Work to be completed:
Find the line that contains "Q: Tag each instance of the misty"; then retype it and each line after it, exactly, through the final line of the data below.

[Collected data]
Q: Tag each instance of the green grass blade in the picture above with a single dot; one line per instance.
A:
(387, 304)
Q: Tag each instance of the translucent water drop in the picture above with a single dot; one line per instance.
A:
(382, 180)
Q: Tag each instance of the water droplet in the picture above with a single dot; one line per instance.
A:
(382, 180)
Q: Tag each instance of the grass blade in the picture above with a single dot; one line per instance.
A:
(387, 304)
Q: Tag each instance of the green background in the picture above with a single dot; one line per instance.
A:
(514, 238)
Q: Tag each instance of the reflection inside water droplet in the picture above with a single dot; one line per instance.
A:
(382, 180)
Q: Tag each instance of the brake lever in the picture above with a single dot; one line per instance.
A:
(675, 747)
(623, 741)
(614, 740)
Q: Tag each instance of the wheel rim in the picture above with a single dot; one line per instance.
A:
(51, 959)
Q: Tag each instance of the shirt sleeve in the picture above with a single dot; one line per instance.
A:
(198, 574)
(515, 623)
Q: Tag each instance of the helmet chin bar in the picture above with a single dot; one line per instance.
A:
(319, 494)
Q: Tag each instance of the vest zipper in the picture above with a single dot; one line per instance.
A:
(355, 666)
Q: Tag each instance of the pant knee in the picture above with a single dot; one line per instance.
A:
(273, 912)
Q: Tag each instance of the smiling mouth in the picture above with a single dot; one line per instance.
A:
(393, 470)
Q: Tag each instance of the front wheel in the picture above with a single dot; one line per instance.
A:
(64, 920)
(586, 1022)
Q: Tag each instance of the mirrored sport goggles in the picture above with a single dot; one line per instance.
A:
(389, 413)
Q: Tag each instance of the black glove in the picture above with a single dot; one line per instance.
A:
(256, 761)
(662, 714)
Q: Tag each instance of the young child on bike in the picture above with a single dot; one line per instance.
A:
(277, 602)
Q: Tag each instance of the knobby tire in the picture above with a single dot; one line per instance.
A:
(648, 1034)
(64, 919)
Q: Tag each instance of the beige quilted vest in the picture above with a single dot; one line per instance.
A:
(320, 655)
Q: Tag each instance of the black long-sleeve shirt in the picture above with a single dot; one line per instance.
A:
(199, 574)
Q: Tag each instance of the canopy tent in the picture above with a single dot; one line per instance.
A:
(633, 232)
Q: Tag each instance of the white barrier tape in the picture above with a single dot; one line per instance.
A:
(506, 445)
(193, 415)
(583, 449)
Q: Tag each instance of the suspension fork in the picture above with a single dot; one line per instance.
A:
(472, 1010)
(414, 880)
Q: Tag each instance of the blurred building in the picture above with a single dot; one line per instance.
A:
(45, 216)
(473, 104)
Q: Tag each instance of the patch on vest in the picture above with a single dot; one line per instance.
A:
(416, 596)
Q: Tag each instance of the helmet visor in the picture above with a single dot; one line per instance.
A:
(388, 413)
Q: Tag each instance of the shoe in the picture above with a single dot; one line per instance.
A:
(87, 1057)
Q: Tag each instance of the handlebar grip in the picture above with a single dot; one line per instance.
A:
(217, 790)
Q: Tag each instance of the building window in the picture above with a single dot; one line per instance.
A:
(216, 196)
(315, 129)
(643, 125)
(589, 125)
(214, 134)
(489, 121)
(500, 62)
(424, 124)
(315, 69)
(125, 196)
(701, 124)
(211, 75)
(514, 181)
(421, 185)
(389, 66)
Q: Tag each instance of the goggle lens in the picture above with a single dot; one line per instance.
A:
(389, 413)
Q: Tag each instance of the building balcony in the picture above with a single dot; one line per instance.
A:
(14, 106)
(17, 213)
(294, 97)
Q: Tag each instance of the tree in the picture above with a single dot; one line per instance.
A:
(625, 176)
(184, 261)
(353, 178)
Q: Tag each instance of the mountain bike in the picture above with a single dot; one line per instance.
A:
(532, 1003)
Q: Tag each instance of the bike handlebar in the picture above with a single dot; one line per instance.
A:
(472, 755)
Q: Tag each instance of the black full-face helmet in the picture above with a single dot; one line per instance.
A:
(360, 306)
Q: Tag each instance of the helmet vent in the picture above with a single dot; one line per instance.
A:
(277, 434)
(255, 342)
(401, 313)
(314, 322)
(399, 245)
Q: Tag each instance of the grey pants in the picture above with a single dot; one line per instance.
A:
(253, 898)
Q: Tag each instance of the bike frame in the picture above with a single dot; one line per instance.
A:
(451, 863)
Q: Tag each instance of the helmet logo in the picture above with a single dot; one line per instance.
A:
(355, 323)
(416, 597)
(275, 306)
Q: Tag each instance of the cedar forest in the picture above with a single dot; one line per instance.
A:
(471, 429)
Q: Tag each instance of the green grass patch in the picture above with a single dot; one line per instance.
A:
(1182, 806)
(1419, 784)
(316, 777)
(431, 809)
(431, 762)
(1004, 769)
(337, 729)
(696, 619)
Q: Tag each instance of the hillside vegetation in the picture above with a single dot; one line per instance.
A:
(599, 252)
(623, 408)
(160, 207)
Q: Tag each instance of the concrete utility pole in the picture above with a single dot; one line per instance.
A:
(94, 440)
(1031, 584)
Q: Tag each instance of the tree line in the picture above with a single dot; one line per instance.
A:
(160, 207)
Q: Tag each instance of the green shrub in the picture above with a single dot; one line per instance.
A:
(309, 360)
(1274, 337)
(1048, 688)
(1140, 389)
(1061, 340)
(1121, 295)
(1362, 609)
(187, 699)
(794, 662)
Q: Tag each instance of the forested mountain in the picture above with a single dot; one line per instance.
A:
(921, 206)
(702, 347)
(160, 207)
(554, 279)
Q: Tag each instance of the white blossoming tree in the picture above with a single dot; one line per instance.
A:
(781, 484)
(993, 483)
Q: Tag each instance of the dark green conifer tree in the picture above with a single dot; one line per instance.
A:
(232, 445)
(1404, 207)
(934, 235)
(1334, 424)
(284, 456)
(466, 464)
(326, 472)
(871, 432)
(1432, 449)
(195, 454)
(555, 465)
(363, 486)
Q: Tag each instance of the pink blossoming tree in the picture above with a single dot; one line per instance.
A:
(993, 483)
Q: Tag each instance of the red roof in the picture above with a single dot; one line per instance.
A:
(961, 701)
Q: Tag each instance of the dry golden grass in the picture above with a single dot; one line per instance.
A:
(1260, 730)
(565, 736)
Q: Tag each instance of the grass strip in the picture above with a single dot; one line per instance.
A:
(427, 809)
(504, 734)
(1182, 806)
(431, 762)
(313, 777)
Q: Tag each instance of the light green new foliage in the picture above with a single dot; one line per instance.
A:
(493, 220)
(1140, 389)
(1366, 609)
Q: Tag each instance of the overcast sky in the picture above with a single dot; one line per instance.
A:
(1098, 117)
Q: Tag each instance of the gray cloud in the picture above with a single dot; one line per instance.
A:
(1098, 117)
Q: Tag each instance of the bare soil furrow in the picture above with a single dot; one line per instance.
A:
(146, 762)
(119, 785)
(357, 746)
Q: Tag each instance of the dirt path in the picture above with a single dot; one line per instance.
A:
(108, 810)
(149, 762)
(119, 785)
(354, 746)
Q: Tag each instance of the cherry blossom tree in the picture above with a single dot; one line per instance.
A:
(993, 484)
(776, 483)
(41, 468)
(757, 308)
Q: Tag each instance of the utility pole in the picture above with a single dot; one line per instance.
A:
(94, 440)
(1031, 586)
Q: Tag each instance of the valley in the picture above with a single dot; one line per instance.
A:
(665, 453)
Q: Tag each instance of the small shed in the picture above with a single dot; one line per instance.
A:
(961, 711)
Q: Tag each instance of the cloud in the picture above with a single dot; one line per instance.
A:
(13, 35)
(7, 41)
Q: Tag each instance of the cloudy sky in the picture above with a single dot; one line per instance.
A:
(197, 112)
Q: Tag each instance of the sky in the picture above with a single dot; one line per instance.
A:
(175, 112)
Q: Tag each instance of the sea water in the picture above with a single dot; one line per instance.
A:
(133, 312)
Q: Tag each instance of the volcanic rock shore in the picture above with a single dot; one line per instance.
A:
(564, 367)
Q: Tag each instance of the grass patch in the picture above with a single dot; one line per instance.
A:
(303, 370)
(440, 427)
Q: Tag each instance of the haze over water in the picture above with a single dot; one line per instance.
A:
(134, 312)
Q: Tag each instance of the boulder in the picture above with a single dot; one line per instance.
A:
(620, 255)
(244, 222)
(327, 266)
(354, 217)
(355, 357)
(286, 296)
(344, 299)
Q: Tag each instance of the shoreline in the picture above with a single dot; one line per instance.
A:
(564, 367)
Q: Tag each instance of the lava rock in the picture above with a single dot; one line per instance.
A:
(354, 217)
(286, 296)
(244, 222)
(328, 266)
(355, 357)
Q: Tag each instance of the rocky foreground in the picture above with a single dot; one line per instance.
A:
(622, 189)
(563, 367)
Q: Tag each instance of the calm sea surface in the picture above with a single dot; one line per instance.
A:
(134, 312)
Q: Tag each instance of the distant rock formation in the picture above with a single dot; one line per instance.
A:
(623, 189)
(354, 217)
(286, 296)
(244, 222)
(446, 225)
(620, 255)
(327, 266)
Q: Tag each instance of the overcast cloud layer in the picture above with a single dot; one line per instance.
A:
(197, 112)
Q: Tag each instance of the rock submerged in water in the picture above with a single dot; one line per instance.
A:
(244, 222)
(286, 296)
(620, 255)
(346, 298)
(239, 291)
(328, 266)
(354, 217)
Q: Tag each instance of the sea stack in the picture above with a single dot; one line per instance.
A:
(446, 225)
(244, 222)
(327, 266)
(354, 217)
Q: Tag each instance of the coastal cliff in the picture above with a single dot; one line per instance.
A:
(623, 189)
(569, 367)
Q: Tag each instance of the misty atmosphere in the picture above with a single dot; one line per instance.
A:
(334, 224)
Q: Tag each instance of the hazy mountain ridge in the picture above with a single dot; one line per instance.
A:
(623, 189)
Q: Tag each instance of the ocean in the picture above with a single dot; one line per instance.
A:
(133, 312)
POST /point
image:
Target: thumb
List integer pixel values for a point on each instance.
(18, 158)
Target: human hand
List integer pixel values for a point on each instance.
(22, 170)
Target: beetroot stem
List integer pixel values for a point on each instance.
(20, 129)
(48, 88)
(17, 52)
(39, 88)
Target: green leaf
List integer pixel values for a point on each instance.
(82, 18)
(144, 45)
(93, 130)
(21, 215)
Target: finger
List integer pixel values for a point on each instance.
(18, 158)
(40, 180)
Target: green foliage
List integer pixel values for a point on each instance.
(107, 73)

Answer for the task:
Q: Tag each instance of the misty atmosphere in the picture above with a single dot; one line per instance.
A:
(334, 224)
Q: Tag each instance of the hazy mountain ridge in the picture above with a single dot; one line per instance.
A:
(623, 189)
Q: Tag each instance of the ocean in the picture above with a single dot; one line per instance.
A:
(133, 312)
POST /point
image:
Target: thumb
List integer pixel values for a point on each instance.
(18, 158)
Target: human hand
List integer pixel values for a point on each instance.
(22, 170)
Target: beetroot stem
List integer pixel values for a point on each instance.
(20, 129)
(48, 88)
(17, 52)
(39, 88)
Target: green leaf
List integer pixel values for a point on each instance.
(82, 18)
(144, 45)
(93, 130)
(21, 215)
Target: finger
List integer pixel values for a point on each instance.
(18, 158)
(40, 180)
Target: green foliage
List integer pixel values for a point on each instance.
(107, 73)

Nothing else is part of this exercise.